● **Directive**:
Leaving out the pictures, transcribe all of the records faithfully.

-- Begin Raw records --

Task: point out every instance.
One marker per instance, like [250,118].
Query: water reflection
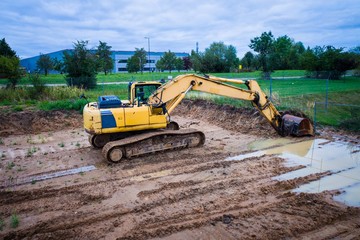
[320,155]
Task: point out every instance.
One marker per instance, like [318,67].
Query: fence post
[314,117]
[327,92]
[270,88]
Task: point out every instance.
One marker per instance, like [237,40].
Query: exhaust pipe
[296,126]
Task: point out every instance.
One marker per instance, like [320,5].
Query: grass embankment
[296,93]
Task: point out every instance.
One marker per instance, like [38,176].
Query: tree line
[269,54]
[283,53]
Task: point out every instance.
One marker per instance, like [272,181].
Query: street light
[148,38]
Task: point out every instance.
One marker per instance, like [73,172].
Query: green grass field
[130,77]
[294,93]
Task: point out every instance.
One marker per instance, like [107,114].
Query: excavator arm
[169,95]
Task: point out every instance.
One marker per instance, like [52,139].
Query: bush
[81,82]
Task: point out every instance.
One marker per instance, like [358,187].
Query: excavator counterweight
[142,124]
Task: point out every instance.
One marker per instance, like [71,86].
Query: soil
[186,194]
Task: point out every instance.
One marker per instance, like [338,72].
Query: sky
[32,27]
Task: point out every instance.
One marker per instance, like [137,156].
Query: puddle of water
[268,143]
[25,180]
[340,158]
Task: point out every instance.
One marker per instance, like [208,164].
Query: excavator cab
[139,92]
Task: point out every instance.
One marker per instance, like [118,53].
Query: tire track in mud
[151,215]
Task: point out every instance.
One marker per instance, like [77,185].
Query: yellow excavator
[142,124]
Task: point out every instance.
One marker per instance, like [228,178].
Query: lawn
[130,77]
[287,93]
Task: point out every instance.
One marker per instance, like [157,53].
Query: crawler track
[152,142]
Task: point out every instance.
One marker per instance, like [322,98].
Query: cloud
[31,27]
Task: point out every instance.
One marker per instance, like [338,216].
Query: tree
[137,62]
[231,60]
[187,63]
[5,49]
[45,63]
[247,61]
[327,62]
[9,64]
[104,60]
[196,61]
[214,59]
[264,46]
[179,64]
[80,66]
[280,56]
[168,61]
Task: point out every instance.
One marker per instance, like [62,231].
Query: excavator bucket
[296,126]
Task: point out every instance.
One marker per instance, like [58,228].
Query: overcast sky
[31,27]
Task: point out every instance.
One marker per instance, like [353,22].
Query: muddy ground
[189,194]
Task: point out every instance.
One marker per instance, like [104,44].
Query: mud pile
[38,121]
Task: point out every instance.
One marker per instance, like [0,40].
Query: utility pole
[148,38]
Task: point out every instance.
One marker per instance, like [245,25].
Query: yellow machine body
[127,115]
[150,104]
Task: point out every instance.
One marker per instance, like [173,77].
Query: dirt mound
[25,122]
[242,120]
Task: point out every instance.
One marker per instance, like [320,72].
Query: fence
[345,116]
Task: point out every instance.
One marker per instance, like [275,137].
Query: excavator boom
[171,94]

-- End Raw records --

● **The solution**:
Task: point out every instance.
One marker per instance, like [250,118].
Query: water reflection
[320,155]
Task: point out every instance.
One marker per instance, like [318,67].
Query: fence post
[314,117]
[327,92]
[270,88]
Task: point out every instance.
One marker per instance, like [237,40].
Query: exhaust pipe
[296,126]
Task: point out every instance.
One marker per instance, like [320,5].
Query: grass embankment
[296,93]
Task: point out every instance.
One marker per instance, like [38,176].
Query: tree line
[269,54]
[283,53]
Task: point out every instance.
One marker per instance, like [272,181].
Query: street light
[148,38]
Task: point out every instance.
One marker per instance, like [73,172].
Query: green grass field
[130,77]
[294,93]
Task: point out every instance.
One marker per instance, like [107,114].
Query: excavator arm
[169,95]
Task: point out every instance.
One marker per instance, like [52,139].
Query: bush
[81,82]
Task: point out every instance.
One marker per instance, like [358,187].
Query: excavator counterweight
[142,124]
Task: point out every instance.
One marker per instance, like [71,86].
Query: soil
[186,194]
Task: point out every instance.
One marker per instance, like [338,72].
Query: sky
[32,27]
Task: point out every instance.
One marker per instance, like [137,156].
Query: puddle of water
[268,143]
[25,180]
[340,158]
Task: point out every instance.
One marker per instance, like [208,164].
Query: excavator cab
[139,92]
Task: point out every instance.
One marker per instance, like [118,53].
Query: tire track in mud
[151,215]
Task: point out every instance.
One marker per instance, like [77,185].
Query: yellow excavator
[142,124]
Task: point out every instance.
One marker per instance, like [228,178].
Query: lawn
[130,77]
[287,93]
Task: point out every instance.
One marker per instance, like [157,53].
Query: crawler track
[152,142]
Task: point out every instance.
One marker per instance, like [322,98].
Query: cloud
[31,27]
Task: point out every instance.
One marker per instance, like [338,216].
Query: tree
[137,62]
[231,60]
[187,63]
[5,49]
[45,63]
[247,61]
[327,62]
[9,64]
[104,60]
[196,61]
[214,59]
[264,46]
[179,64]
[80,66]
[280,56]
[168,61]
Task: point out every instance.
One marker per instance, like [62,231].
Query: excavator bucket
[296,126]
Task: point out every instance.
One marker per instance, like [58,228].
Query: overcast sky
[31,27]
Task: point out every instance.
One marker per instance, like [353,22].
Query: muddy ground
[189,194]
Task: point out every instance.
One marker per instance, like [104,44].
Query: mud pile
[38,121]
Task: point out every instance.
One marker per instance, like [0,40].
Query: utility pole
[148,38]
Task: point out every instance.
One marker per instance, like [245,25].
Query: yellow machine body
[127,115]
[150,104]
Task: point out every instance.
One marker per instance, like [173,77].
Query: dirt mound
[25,122]
[242,120]
Task: point out every instance.
One marker per instance, like [320,72].
Query: fence
[345,116]
Task: point out every instance.
One marker per instance, like [275,137].
Query: excavator boom
[171,94]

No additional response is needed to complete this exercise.